# [Available records]
Begin

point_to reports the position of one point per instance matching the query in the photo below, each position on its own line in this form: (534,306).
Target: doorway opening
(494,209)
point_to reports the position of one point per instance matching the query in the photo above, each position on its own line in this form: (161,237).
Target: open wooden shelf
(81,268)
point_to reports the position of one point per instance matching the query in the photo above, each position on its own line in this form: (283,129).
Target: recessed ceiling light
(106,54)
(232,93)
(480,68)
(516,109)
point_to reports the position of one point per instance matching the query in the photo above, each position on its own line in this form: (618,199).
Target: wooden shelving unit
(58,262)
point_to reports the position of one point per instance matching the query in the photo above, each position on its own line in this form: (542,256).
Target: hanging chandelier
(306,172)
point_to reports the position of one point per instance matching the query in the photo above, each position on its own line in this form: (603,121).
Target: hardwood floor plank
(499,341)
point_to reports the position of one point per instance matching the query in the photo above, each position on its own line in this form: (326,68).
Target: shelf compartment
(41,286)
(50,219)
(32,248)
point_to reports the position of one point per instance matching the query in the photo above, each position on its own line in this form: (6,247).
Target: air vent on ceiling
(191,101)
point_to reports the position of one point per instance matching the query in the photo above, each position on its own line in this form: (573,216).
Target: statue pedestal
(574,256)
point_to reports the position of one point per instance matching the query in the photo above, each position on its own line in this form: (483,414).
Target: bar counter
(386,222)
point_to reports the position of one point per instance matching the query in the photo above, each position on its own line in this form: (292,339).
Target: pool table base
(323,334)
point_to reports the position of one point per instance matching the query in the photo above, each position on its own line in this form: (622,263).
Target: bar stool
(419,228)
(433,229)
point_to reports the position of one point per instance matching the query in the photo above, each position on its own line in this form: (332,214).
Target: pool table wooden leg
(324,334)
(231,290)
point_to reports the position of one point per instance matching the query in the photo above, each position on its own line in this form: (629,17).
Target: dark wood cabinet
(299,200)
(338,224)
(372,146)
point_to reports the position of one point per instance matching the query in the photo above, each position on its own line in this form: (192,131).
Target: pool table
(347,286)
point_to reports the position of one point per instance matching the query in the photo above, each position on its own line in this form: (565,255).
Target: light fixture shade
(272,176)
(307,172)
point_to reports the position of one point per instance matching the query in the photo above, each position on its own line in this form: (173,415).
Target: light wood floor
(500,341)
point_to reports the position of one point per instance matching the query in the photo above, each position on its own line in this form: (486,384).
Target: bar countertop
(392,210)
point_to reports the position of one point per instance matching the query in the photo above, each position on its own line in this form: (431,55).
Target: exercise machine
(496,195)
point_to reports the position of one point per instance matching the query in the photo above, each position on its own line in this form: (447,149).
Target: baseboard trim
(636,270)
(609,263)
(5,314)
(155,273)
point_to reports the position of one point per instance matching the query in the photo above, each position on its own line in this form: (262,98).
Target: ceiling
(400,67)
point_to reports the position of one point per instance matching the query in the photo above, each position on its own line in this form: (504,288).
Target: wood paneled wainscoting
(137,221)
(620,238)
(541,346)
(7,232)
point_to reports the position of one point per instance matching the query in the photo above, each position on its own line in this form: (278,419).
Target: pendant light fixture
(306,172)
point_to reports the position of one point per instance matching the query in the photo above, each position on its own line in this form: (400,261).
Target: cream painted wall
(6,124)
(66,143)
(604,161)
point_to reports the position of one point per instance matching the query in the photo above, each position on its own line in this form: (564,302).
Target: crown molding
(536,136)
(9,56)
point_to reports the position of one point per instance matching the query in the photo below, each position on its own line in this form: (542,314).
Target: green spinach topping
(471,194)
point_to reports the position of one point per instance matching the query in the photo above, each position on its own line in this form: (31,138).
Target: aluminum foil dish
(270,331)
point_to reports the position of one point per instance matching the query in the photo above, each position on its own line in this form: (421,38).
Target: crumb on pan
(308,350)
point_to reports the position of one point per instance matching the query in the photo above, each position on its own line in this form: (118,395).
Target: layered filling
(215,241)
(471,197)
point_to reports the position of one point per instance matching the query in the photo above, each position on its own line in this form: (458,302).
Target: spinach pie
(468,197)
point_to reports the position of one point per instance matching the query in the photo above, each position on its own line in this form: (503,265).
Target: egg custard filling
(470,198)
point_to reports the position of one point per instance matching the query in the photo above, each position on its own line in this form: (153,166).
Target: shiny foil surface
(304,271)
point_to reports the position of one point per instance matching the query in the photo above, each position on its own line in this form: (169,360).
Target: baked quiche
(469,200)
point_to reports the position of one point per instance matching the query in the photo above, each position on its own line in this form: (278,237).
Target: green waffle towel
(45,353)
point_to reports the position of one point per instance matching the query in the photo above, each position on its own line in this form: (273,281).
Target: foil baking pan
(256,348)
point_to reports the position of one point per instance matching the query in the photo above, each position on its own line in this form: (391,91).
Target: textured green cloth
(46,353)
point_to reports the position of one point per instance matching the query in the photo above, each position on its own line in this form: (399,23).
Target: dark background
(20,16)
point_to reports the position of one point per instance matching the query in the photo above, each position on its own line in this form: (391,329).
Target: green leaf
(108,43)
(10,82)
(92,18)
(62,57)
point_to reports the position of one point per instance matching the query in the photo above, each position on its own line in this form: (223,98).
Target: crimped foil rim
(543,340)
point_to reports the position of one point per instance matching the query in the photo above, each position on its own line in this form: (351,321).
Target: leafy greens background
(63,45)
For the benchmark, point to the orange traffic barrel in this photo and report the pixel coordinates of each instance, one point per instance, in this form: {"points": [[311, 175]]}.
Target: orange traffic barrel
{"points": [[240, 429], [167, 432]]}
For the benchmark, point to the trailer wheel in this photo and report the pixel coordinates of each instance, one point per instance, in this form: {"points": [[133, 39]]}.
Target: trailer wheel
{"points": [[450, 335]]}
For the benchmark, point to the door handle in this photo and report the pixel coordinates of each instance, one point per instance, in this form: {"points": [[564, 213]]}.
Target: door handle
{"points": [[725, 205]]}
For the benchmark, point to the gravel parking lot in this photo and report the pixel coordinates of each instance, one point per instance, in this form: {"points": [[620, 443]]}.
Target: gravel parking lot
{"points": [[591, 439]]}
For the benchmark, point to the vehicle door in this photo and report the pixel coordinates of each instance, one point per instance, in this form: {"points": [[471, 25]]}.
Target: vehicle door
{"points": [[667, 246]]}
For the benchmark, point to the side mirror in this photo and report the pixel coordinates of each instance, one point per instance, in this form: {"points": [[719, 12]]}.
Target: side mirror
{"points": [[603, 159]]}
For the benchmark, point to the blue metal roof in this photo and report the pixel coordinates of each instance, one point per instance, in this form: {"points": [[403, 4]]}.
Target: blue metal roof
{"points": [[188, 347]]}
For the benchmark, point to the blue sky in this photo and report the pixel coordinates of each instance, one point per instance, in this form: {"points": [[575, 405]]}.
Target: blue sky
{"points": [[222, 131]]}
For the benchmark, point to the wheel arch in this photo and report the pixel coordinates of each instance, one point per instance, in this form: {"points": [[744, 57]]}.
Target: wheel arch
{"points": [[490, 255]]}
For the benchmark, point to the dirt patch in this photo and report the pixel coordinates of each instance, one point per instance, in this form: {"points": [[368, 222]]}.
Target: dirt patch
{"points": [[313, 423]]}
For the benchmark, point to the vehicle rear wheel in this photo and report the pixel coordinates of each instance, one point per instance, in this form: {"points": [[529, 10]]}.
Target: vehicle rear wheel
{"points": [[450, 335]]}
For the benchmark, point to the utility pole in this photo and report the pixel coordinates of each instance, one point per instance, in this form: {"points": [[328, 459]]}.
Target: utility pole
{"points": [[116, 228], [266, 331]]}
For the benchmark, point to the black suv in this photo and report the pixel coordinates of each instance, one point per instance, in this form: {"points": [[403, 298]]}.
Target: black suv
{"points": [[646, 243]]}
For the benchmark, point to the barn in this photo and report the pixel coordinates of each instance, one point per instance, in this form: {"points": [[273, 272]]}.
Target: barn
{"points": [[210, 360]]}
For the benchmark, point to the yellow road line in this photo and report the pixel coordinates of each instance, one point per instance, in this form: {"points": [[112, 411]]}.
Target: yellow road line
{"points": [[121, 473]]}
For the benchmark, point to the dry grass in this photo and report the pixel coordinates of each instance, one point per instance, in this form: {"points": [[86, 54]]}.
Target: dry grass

End

Copy exactly, and only, the lines from the one containing "For the benchmark, point to the black" through the last line of the listing.

For the benchmark, point to the black suv in this photo and report the pixel coordinates of each instance, one point per instance, in this form: {"points": [[403, 298]]}.
Target: black suv
{"points": [[646, 243]]}
For the benchmark, point to the barn in this photo and report the pixel coordinates of each instance, one point per instance, in this form: {"points": [[273, 272]]}.
Target: barn
{"points": [[210, 360]]}
For the benchmark, point to the yellow road line in this photo and report the pixel coordinates of each instance, one point per instance, in this form: {"points": [[112, 411]]}.
Target: yellow road line
{"points": [[121, 473]]}
For the benchmark, point to the dry grass in this photo and report the pixel coordinates of each instance, one point per instance, in this form: {"points": [[86, 54]]}.
Target: dry grass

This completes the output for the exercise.